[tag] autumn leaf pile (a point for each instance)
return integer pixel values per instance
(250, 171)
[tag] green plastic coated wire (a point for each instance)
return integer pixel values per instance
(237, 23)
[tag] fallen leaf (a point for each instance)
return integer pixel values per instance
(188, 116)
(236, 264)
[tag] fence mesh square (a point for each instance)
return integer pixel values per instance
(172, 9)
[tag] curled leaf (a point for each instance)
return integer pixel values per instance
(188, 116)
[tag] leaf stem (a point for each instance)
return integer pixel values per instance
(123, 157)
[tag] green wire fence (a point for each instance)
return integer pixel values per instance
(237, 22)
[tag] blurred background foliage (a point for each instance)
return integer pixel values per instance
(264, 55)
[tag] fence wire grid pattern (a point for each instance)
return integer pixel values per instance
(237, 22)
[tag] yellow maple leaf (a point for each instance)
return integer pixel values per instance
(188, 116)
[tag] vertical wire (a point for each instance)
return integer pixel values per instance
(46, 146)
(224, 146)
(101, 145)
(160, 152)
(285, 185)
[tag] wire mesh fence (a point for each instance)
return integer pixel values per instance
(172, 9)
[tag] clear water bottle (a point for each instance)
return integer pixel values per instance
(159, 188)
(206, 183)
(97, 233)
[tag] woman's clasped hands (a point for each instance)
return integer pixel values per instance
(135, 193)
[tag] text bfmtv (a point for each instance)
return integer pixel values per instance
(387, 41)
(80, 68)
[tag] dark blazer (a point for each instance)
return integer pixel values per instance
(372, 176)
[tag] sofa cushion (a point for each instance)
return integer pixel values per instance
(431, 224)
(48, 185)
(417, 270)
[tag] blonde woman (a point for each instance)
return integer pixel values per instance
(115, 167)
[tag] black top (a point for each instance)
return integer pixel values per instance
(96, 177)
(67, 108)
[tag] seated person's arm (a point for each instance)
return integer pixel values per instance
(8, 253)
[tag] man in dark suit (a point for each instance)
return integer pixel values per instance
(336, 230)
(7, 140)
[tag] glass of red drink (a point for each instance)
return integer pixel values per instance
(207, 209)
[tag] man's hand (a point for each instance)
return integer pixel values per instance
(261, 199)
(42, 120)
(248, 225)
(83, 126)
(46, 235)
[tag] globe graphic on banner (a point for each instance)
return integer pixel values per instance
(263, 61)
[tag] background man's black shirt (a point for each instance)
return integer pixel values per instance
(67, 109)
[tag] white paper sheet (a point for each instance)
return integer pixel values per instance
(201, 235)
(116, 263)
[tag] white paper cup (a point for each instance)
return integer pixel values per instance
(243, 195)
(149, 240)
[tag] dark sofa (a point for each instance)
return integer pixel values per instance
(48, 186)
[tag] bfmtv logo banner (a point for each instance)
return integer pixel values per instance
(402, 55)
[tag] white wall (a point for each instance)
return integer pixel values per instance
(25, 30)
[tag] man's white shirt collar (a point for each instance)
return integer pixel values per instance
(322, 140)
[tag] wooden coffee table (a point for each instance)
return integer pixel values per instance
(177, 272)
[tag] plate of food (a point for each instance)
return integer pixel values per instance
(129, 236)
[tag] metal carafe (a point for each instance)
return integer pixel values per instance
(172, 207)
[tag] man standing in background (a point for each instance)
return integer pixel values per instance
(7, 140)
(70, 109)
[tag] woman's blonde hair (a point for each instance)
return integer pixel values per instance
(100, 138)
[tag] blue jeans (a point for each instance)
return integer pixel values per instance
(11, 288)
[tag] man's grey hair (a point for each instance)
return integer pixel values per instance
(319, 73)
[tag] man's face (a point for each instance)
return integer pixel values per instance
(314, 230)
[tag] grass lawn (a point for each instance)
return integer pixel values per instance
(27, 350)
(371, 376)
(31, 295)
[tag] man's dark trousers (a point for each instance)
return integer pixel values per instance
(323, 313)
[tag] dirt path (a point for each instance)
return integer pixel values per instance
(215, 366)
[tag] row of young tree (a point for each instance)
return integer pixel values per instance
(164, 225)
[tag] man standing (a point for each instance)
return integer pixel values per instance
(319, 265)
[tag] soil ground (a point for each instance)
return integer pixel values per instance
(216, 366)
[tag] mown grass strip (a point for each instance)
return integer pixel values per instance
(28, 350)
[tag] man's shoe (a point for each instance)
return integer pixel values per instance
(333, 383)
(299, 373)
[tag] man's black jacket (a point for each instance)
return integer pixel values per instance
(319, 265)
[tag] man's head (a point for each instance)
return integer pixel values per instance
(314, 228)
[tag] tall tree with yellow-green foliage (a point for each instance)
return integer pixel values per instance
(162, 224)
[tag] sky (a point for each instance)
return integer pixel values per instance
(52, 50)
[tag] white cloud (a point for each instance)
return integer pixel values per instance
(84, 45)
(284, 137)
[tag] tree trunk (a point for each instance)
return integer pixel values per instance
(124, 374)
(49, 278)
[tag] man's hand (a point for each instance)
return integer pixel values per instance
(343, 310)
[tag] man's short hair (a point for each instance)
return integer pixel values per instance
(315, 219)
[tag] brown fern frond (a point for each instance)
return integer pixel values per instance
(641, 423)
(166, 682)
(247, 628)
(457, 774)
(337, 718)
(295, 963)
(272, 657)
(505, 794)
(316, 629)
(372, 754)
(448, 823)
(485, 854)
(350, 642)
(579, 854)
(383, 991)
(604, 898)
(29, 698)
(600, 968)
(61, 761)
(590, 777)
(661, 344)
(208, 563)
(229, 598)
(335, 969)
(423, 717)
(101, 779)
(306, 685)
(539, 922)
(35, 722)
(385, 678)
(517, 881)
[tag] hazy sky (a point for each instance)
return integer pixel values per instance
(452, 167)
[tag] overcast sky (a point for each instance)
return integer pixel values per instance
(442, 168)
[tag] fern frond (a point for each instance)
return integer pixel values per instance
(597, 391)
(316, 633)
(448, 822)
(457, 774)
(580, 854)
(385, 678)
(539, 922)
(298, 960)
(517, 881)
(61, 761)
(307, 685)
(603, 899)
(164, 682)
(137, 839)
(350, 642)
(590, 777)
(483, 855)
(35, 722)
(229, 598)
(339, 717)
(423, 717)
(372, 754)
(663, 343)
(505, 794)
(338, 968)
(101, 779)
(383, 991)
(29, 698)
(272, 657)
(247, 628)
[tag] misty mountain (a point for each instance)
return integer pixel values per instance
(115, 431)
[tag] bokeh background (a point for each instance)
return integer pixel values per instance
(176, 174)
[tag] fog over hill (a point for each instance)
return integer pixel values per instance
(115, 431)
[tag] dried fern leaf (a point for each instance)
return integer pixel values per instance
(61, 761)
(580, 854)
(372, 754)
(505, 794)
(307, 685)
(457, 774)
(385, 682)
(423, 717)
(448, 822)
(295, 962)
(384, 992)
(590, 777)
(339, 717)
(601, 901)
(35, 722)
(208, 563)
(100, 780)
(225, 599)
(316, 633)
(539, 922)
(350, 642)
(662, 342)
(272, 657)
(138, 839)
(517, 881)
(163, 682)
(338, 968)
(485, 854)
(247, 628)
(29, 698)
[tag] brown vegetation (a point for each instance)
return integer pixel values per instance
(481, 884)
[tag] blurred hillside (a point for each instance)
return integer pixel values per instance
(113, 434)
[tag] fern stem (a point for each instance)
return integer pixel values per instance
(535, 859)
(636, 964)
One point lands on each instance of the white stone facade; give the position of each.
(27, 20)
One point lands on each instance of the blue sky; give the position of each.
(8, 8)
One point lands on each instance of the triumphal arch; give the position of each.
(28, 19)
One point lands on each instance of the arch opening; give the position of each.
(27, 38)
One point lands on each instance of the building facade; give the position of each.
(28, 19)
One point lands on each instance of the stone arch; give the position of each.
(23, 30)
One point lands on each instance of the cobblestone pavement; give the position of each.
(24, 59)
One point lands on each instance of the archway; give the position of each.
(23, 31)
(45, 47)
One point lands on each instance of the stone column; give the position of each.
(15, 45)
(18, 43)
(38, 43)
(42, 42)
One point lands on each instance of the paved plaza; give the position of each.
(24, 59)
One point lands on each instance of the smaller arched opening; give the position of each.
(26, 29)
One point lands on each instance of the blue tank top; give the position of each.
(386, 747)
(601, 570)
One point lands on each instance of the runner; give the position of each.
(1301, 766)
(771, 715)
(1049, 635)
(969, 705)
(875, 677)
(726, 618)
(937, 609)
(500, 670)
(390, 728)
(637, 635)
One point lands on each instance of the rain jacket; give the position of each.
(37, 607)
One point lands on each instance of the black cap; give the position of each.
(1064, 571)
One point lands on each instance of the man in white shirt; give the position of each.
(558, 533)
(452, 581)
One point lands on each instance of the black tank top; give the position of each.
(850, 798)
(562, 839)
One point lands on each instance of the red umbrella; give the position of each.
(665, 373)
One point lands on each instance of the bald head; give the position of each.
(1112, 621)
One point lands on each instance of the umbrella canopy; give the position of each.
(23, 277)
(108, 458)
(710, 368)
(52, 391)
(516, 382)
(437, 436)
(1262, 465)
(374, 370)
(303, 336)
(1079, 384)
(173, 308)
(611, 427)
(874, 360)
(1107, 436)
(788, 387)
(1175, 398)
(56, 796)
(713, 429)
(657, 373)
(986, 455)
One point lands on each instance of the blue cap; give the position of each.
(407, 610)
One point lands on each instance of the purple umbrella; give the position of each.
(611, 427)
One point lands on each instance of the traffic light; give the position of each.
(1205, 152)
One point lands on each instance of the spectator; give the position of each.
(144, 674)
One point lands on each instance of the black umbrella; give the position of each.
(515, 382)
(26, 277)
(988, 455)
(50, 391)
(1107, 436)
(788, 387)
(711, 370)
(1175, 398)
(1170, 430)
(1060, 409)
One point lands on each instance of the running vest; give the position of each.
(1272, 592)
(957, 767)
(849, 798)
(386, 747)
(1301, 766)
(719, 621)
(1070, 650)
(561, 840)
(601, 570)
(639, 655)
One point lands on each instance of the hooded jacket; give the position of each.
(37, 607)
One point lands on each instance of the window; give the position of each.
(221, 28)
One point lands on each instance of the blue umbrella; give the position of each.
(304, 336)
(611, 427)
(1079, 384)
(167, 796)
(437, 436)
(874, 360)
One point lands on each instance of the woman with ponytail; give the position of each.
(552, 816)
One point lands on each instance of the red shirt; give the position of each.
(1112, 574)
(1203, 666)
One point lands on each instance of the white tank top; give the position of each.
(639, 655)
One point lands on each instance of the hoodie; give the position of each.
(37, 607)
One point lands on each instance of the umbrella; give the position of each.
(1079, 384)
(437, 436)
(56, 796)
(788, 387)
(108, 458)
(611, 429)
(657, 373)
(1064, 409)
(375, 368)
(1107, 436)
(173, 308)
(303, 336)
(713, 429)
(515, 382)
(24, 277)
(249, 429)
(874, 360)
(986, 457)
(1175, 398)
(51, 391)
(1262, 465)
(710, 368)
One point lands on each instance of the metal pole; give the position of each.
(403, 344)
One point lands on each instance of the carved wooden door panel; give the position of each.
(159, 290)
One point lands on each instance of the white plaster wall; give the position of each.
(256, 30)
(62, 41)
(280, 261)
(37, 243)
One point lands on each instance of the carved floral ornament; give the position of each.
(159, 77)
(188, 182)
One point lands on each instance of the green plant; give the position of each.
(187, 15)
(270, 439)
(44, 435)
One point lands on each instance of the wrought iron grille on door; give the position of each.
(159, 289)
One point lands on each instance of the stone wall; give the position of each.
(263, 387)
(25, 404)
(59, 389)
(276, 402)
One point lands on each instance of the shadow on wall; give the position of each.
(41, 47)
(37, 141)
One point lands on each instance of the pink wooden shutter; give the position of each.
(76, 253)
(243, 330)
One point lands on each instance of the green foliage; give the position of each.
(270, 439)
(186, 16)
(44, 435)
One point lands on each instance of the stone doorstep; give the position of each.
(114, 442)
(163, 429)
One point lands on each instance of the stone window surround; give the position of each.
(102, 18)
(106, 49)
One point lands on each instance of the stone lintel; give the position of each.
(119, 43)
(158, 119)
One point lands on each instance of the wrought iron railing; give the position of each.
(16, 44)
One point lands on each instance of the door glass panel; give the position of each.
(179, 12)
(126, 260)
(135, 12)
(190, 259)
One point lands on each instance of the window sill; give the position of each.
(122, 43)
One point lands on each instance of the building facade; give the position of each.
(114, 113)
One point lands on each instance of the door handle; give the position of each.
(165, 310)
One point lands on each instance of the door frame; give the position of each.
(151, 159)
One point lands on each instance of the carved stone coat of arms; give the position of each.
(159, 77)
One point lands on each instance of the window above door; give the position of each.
========
§ **WHAT YOU WILL DO**: Within the material, find all lines that hold the word "fern" and show them.

§ **WRITTEN REPLY**:
[tag] brown fern frond (a point for each instance)
[tag] fern frond (a point for each instance)
[tag] dried fern leaf (a point for each instance)
[tag] fern stem (a point for each instance)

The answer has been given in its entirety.